Goal A:
Name every type of retirement account mentioned in the retirement advice column.
Goal B:
Write the next part of the retirement advice column, beginning after its final sentence.

* start Document section *

My mother passed away about eight months ago. I got a distribution from her 401(k) and an IRA worth about $53,000 because I was named as the beneficiary. I took it as a lump sum distribution, and of course I am going to have to pay taxes on that. The lawyer who did the will told me that it may be possible to spread that income over five years. That would help me with the taxes. Is that true and how do I go about figuring that out?

Bob

Louisville, Ky.

Dear Bob,

This is a possibility if you meet some specific requirements. There is an election that is called ‘Form 4972′. It is an election of distributions from certain retirement plans. There are about a dozen questions that you have to answer ‘yes’ to on the form to make sure you are eligible to use the benefit. Go to your lawyer and pick up Form 4972. As always, read the form very carefully and make sure you cross all of your t’s and dot all of your i’s with this form to avoid any complications. You can go to the IRS’ website to get all of the information you need.

Dave


Retirement 101

Dear Dave,

I am closing in on retirement age and I think I am making it more difficult than it should be. I have IRAs, Roth IRAs and 401(k)s. On some I will pay taxes, on others I will not. I know it is probably much easier than I am making it, so can you give me the simplified version of how to save for my upcoming retirement?

Vivian

Charleston, S. C.

Dear Vivian,

Saving for retirement can become confusing, so don’t feel bad. You are not the first person to be overwhelmed by all of the options that are available. Many people ask me where they should start when it comes to their retirement, and let me tell you that it is not rocket science, and if you know what you are doing, it can be very beneficial for you in the long run. Let’s walk through it for a second:

The Roth IRA grows completely tax-free. So if you save up four million dollars in a Roth IRA over your lifetime, it is all yours. If you save the same amount in a 401(k), about a million of that is going to go out in taxes. So that word ‘Roth’ is about a million-dollar word for those people who start saving early and aggressively for their retirement.

* end Document section *
* start Data extract *

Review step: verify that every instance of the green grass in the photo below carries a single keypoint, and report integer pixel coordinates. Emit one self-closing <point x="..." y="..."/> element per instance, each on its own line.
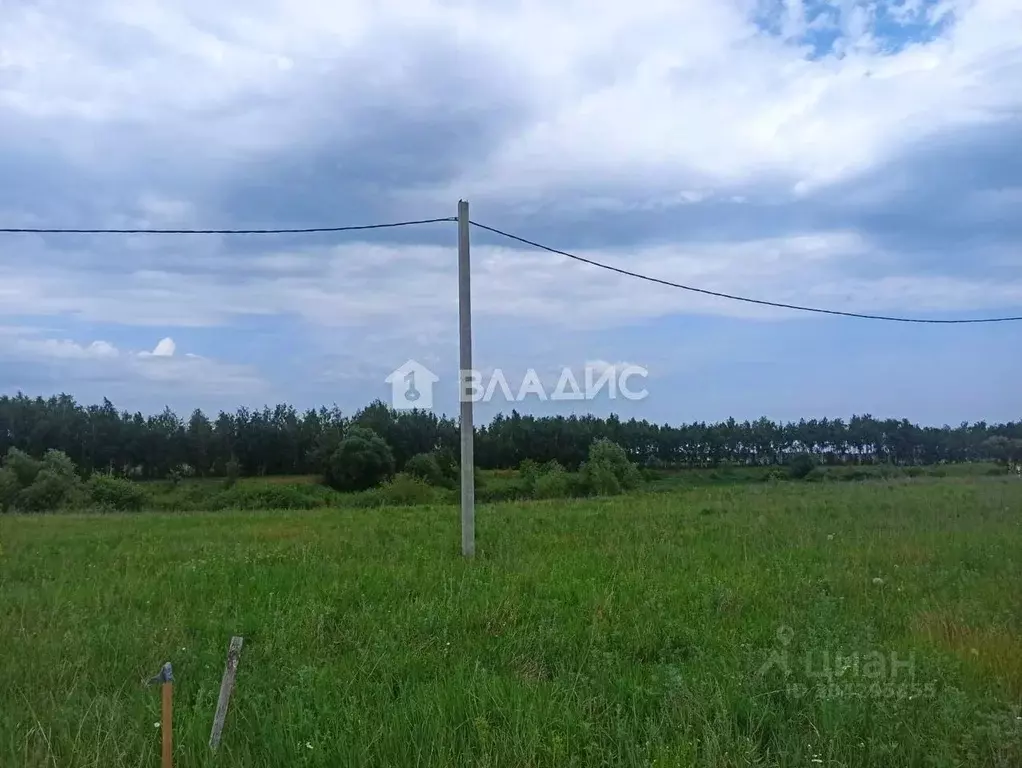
<point x="626" y="631"/>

* end Data extract *

Response A:
401(k), IRA, Roth IRA

Response B:
Given the comparison between the two over a long period of time, I am always going to go with the Roth IRA as my first choice to save for retirement. Every time. And now you can put $3,000 per person or $6,000 per married couple in a Roth IRA. That is $500 a month, but it will amount to a very large amount of money for you at retirement. Let me give you an example. A 30-year-old couple that fully funds a Roth IRA from age 30 to age 70 at $500 a month will have $5.8 million at retirement. Now that is a pretty good deal. You could probably get by on that. Hey, if I am half wrong on that you are still on easy street. So the Roth IRA is definitely the way to go because it grows tax-free. And if you are thinking that $500 a month is a lot of money, you’re right, but if you are out of debt, you can come up with $500 a month. Getting out of debt is key to retiring with wealth.

The one exception to this is if your company matches your 401(k). If it is set up to where when you put in $100 your company also puts in $100, then that should be your first step. That is giving you a 100 percent rate of return on your investment. That is hard to beat. The rule of thumb is to always take the match. If there is no match, then go straight to the Roth. If you will save about 15 percent of your income starting at age 30, then you will retire with dignity. If you are over thirty, don’t lose heart and start saving for your retirement now.